Could you filter the data below down to the lines that hold the word "coat"?

* [The records]:
::::::::

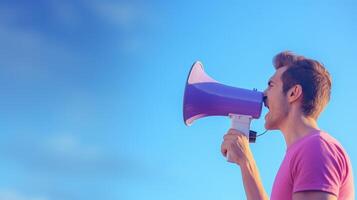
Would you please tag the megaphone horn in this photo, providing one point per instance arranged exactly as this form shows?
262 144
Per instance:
205 96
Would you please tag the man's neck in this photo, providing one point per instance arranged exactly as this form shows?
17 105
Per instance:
296 127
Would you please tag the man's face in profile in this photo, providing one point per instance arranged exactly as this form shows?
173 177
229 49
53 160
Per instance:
276 101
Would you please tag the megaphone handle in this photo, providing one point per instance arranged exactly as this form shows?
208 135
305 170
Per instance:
240 123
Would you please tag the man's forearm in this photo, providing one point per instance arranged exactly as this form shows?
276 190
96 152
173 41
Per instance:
252 184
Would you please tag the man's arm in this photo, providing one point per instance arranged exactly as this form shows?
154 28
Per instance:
315 195
237 145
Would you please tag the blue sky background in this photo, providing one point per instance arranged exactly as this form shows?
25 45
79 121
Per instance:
91 92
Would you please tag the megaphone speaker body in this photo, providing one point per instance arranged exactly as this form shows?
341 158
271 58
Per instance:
204 97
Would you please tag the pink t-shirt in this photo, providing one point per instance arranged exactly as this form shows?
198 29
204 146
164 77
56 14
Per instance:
315 162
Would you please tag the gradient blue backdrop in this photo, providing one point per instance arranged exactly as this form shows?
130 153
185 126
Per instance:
91 92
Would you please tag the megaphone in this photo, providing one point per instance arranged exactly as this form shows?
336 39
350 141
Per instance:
204 97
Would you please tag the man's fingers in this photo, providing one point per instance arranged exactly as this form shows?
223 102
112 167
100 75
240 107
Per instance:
224 149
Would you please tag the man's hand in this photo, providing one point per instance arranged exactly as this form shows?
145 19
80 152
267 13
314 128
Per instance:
236 144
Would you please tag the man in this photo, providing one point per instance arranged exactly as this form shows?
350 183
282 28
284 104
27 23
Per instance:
315 165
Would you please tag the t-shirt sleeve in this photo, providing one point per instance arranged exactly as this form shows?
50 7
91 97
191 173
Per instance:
317 167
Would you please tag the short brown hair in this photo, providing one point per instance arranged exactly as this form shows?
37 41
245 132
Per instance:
314 79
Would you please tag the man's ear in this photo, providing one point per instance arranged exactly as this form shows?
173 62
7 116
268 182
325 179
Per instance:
294 93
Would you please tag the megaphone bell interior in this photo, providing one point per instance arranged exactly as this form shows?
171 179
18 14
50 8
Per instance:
205 96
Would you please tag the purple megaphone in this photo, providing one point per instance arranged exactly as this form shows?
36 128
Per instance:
204 96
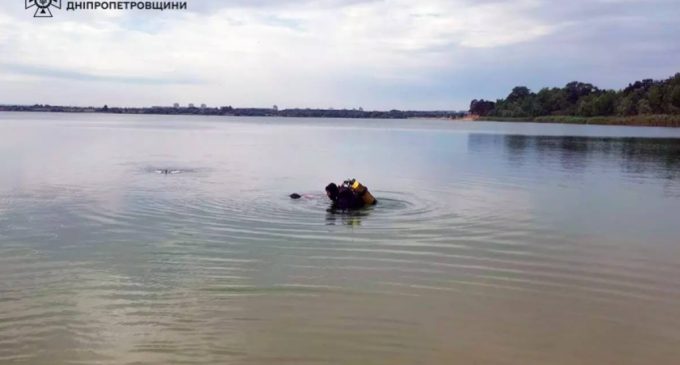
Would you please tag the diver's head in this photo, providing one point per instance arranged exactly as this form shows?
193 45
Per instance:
332 191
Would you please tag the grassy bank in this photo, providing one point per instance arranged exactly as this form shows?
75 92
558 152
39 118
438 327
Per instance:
638 120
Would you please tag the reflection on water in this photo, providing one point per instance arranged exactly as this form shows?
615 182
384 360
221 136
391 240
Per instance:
641 156
522 247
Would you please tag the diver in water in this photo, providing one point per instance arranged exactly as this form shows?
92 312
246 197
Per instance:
350 195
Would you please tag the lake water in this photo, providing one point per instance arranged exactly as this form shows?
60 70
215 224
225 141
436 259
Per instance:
493 243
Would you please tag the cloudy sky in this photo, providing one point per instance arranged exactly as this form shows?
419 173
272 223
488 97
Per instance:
375 54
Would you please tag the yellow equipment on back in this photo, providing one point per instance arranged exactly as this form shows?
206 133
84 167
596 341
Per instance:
362 191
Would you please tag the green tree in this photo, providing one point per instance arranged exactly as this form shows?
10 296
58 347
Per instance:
655 99
519 93
675 96
604 104
627 107
644 107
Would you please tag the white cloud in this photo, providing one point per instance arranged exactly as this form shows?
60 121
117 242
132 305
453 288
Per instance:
296 53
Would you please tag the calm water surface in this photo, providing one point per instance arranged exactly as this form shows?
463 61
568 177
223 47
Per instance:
492 243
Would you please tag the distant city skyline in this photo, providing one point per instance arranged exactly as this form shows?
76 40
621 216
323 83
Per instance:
392 54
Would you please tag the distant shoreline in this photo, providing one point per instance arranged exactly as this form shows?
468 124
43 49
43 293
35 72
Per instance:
243 112
669 121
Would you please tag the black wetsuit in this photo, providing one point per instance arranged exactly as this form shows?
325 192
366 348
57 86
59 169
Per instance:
347 199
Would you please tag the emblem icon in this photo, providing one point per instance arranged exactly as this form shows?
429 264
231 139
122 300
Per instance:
43 7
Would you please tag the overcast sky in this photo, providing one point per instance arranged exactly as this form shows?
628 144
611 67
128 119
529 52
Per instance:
389 54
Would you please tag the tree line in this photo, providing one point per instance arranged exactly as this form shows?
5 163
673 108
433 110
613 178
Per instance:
646 97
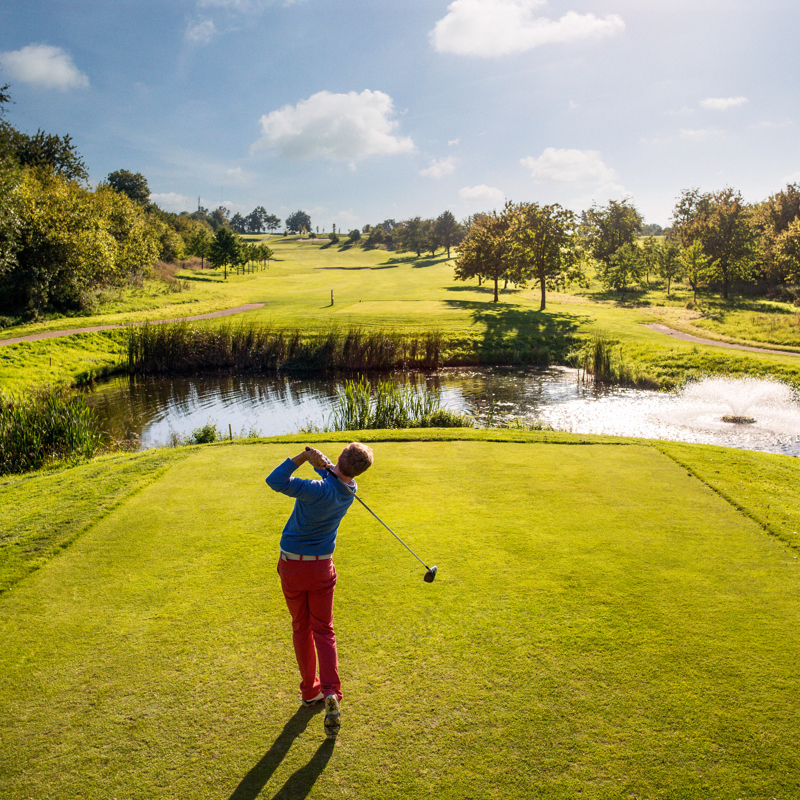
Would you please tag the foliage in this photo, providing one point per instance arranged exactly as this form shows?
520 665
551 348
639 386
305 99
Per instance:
447 232
695 265
361 405
543 245
668 261
609 228
49 151
71 240
721 222
486 251
44 426
298 222
183 348
132 184
226 249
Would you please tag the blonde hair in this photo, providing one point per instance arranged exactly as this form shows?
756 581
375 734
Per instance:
355 459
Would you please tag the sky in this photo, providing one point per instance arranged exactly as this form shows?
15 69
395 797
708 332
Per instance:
358 111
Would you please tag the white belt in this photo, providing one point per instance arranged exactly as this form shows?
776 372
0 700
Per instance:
295 557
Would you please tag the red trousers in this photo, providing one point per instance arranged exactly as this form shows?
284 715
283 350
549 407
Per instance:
308 587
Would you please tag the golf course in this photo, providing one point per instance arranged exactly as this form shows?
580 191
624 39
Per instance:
611 618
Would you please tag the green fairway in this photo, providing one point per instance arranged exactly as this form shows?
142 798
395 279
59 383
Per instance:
606 622
400 292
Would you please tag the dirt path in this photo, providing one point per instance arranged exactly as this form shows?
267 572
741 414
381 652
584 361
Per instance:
35 337
687 337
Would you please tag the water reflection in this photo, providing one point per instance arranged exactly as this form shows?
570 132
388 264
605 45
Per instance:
150 409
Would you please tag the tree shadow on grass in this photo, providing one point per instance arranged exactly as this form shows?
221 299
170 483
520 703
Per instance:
300 782
509 326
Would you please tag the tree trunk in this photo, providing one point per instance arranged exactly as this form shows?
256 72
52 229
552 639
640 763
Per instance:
544 299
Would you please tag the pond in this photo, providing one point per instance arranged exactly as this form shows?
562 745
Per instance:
152 409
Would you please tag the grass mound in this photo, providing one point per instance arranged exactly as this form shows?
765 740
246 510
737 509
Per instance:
603 624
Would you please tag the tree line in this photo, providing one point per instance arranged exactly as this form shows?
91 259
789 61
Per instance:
716 241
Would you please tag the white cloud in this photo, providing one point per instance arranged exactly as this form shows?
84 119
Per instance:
340 127
569 166
174 202
45 66
483 193
200 32
440 168
699 135
722 103
491 28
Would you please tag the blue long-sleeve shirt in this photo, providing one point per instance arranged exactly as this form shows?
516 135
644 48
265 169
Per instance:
318 509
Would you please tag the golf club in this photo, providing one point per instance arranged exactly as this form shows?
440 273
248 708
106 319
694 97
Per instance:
431 573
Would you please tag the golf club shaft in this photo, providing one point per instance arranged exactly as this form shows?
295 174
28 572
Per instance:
379 519
330 469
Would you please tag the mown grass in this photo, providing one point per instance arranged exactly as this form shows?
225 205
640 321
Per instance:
42 513
602 625
398 293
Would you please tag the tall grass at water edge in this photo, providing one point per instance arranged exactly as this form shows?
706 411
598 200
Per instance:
360 406
185 348
47 425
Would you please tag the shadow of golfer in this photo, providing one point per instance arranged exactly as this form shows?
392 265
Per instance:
300 782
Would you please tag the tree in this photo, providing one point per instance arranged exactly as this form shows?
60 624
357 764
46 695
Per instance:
670 267
607 229
132 184
238 223
774 223
486 251
720 221
411 235
46 150
226 250
297 222
650 250
542 245
219 218
695 265
200 244
71 241
447 231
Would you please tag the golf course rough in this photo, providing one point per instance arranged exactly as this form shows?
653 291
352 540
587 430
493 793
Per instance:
604 624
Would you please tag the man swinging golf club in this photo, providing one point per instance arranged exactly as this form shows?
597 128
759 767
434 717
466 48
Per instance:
305 566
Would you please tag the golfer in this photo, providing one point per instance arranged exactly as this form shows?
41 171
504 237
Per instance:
308 577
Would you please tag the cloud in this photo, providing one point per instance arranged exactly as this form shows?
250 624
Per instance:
171 201
492 28
440 168
700 135
339 127
569 166
201 31
45 66
483 193
722 103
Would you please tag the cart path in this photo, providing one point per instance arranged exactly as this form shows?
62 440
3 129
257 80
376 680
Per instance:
225 312
688 337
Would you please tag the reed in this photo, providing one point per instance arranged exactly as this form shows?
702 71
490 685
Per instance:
46 425
176 348
362 406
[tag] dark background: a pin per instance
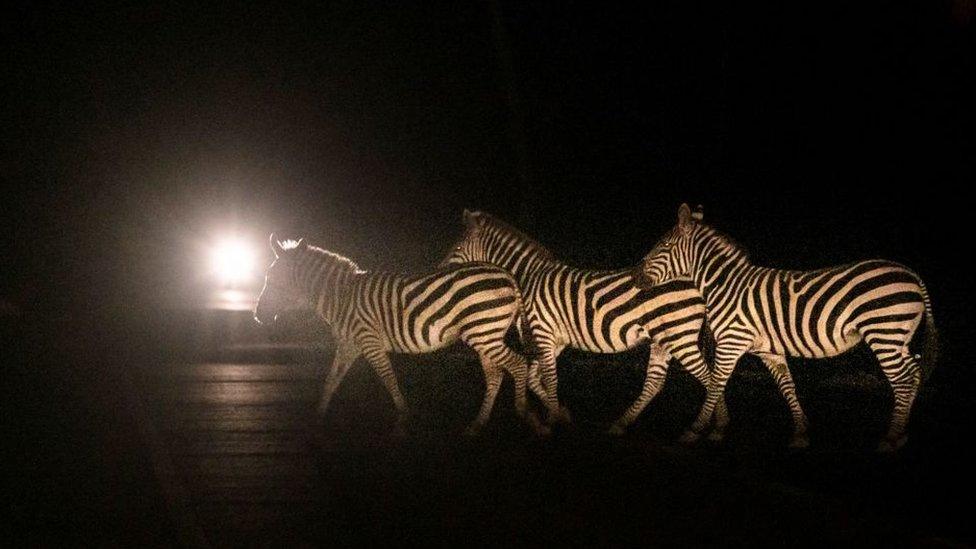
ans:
(815, 134)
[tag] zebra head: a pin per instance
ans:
(671, 257)
(471, 247)
(281, 292)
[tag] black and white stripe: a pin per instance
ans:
(775, 313)
(374, 314)
(592, 310)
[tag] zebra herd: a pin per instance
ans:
(496, 277)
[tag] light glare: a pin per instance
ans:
(233, 261)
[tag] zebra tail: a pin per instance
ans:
(529, 348)
(931, 346)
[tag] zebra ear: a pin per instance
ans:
(275, 245)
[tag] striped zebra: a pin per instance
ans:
(773, 313)
(374, 314)
(591, 310)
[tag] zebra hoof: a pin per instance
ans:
(538, 427)
(542, 430)
(559, 416)
(888, 445)
(799, 441)
(689, 437)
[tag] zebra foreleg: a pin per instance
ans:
(547, 369)
(657, 371)
(535, 381)
(381, 364)
(721, 418)
(345, 355)
(784, 380)
(493, 382)
(726, 358)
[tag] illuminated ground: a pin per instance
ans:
(215, 443)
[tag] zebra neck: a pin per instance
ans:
(524, 263)
(329, 292)
(718, 277)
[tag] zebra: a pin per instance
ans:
(774, 313)
(592, 310)
(376, 313)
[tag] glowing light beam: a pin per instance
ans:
(233, 261)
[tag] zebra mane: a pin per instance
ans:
(336, 259)
(488, 220)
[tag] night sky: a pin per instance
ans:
(814, 134)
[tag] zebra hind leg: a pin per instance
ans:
(903, 373)
(657, 371)
(516, 365)
(776, 364)
(726, 357)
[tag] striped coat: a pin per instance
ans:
(592, 310)
(374, 314)
(776, 313)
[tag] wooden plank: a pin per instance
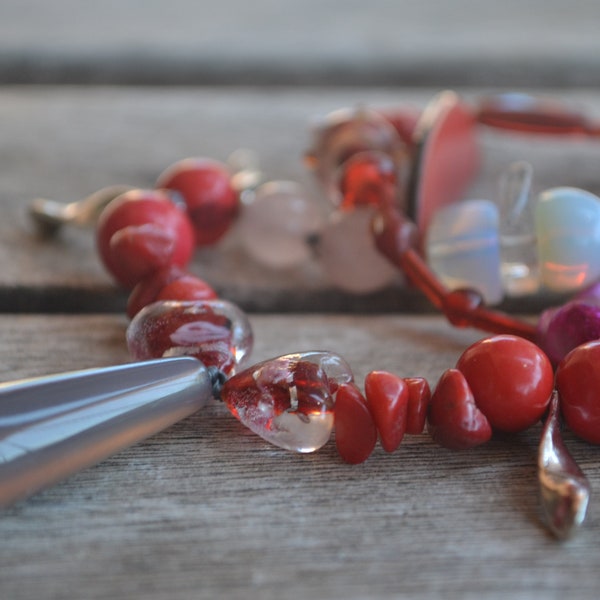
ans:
(544, 42)
(207, 510)
(64, 143)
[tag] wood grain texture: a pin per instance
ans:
(207, 510)
(64, 143)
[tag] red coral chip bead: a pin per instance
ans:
(454, 421)
(511, 379)
(419, 397)
(355, 431)
(387, 397)
(578, 384)
(205, 186)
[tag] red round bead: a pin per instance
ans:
(141, 231)
(578, 384)
(355, 431)
(511, 380)
(205, 186)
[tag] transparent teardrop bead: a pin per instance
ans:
(216, 332)
(289, 400)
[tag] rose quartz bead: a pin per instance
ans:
(349, 255)
(216, 332)
(289, 400)
(275, 225)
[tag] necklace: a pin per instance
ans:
(151, 242)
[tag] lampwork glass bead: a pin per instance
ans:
(275, 225)
(358, 266)
(289, 400)
(216, 332)
(347, 132)
(463, 248)
(567, 224)
(519, 263)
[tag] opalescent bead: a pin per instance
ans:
(216, 332)
(463, 247)
(349, 255)
(567, 223)
(519, 266)
(275, 225)
(289, 400)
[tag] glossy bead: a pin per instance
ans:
(214, 331)
(462, 246)
(567, 224)
(419, 397)
(168, 283)
(289, 400)
(519, 263)
(560, 330)
(387, 397)
(368, 178)
(349, 256)
(345, 133)
(355, 431)
(275, 225)
(454, 421)
(578, 384)
(141, 231)
(205, 187)
(511, 380)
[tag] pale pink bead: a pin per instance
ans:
(275, 225)
(349, 256)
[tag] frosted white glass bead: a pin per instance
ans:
(567, 224)
(463, 247)
(275, 225)
(349, 256)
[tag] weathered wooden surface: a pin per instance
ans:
(64, 143)
(208, 510)
(381, 42)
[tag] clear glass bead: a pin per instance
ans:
(216, 332)
(519, 264)
(275, 225)
(349, 256)
(289, 400)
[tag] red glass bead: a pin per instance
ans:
(206, 188)
(355, 431)
(289, 400)
(168, 283)
(368, 178)
(216, 332)
(387, 397)
(419, 397)
(511, 379)
(454, 421)
(578, 384)
(140, 231)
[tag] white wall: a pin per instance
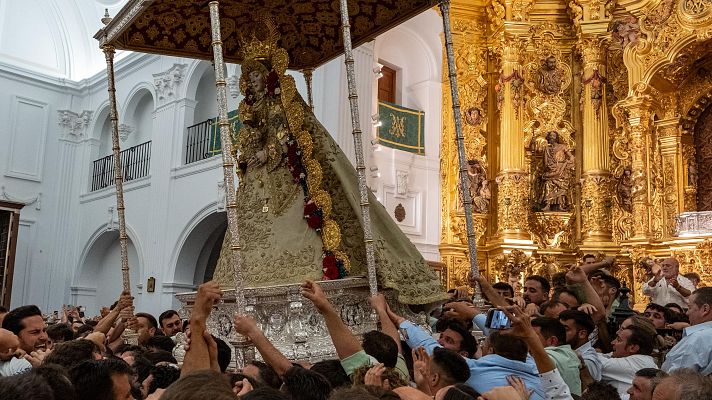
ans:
(67, 249)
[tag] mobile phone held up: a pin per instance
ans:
(497, 319)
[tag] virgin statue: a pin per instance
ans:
(298, 203)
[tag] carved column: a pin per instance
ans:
(596, 201)
(638, 124)
(671, 150)
(512, 182)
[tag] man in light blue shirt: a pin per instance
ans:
(505, 356)
(694, 350)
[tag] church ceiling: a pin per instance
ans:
(310, 28)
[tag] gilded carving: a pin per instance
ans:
(512, 201)
(552, 229)
(596, 205)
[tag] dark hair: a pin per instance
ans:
(551, 327)
(452, 367)
(545, 286)
(333, 372)
(93, 378)
(560, 291)
(303, 384)
(268, 375)
(381, 347)
(224, 353)
(160, 356)
(163, 376)
(600, 391)
(58, 380)
(640, 337)
(509, 347)
(667, 313)
(456, 394)
(467, 389)
(83, 331)
(468, 344)
(549, 304)
(60, 333)
(151, 319)
(13, 319)
(160, 343)
(504, 286)
(702, 296)
(580, 318)
(199, 385)
(558, 280)
(167, 314)
(25, 387)
(71, 353)
(264, 393)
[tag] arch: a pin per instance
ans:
(196, 70)
(138, 114)
(195, 244)
(97, 280)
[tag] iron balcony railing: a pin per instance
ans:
(136, 163)
(201, 143)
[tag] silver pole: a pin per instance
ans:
(464, 180)
(129, 335)
(358, 145)
(244, 350)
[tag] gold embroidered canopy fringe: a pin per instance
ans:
(311, 29)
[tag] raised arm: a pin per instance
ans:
(245, 325)
(495, 298)
(606, 262)
(577, 275)
(197, 357)
(105, 324)
(344, 340)
(379, 304)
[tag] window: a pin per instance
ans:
(387, 85)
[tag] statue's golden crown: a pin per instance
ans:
(252, 48)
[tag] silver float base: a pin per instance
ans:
(291, 322)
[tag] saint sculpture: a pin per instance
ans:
(298, 203)
(558, 166)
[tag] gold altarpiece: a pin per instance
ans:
(625, 86)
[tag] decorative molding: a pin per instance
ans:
(74, 125)
(168, 83)
(125, 131)
(233, 86)
(37, 200)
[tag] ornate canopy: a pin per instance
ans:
(310, 29)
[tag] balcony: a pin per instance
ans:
(203, 141)
(136, 163)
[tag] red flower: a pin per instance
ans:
(309, 208)
(331, 271)
(314, 221)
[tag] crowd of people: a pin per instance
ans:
(561, 338)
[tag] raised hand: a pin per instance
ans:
(245, 325)
(460, 310)
(208, 294)
(312, 291)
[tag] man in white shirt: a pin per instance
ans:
(631, 352)
(694, 350)
(668, 286)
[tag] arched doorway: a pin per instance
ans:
(199, 254)
(99, 282)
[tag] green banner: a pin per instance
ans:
(215, 142)
(401, 128)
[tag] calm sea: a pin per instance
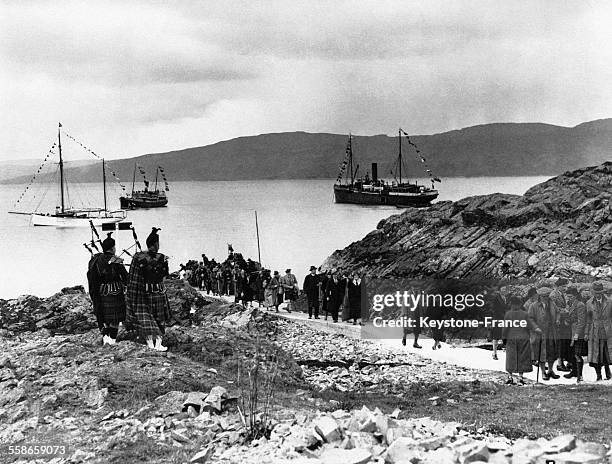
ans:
(299, 225)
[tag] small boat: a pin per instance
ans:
(146, 198)
(68, 216)
(370, 190)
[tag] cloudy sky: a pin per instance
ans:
(130, 78)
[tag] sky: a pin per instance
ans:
(129, 78)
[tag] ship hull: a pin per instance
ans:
(389, 198)
(133, 203)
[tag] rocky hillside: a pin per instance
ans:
(485, 150)
(561, 227)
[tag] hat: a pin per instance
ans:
(545, 291)
(531, 292)
(597, 287)
(153, 238)
(108, 242)
(572, 291)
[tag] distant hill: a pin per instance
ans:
(486, 150)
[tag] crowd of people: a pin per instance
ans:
(328, 294)
(562, 325)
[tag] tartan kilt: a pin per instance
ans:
(581, 347)
(149, 315)
(113, 308)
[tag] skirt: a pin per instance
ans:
(518, 356)
(581, 347)
(113, 308)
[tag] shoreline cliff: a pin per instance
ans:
(561, 227)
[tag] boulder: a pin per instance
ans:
(345, 456)
(328, 429)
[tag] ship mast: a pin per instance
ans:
(351, 159)
(133, 179)
(400, 153)
(104, 184)
(59, 144)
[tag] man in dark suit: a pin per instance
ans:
(311, 289)
(334, 293)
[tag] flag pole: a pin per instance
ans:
(257, 230)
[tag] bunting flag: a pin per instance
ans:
(432, 178)
(89, 150)
(347, 154)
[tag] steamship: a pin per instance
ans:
(146, 198)
(370, 190)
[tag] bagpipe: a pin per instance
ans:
(95, 238)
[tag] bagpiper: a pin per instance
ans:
(148, 309)
(107, 279)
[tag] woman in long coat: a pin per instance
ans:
(355, 291)
(544, 345)
(599, 331)
(518, 347)
(334, 293)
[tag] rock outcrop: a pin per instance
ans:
(561, 227)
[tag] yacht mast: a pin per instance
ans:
(59, 144)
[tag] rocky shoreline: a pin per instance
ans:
(125, 403)
(561, 227)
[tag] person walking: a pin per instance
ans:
(355, 291)
(334, 294)
(599, 330)
(148, 309)
(497, 309)
(558, 302)
(290, 288)
(544, 345)
(107, 279)
(276, 289)
(518, 348)
(413, 315)
(579, 344)
(311, 289)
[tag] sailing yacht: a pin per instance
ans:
(65, 215)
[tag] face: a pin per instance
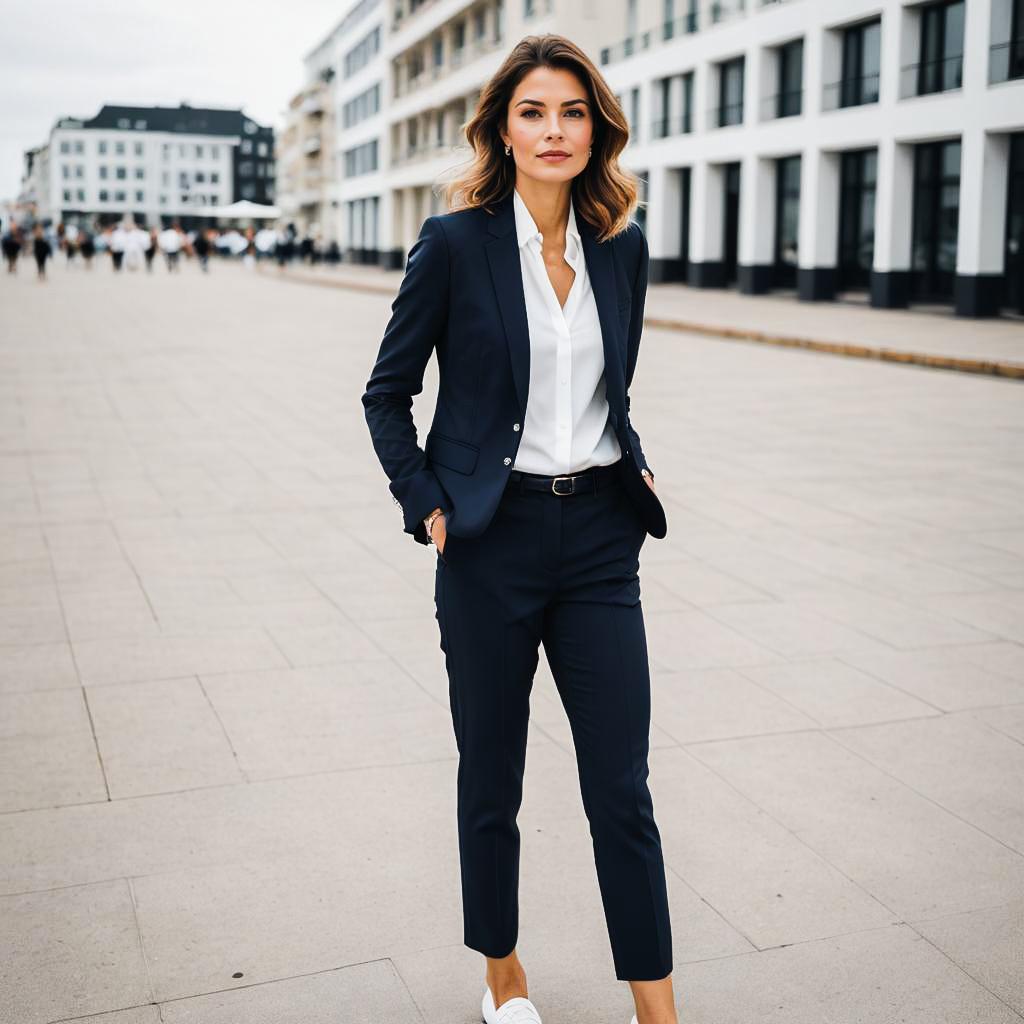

::::::::

* [Response]:
[tag] striped coat: a pin per instance
[tag] woman in long coat: a pin per instance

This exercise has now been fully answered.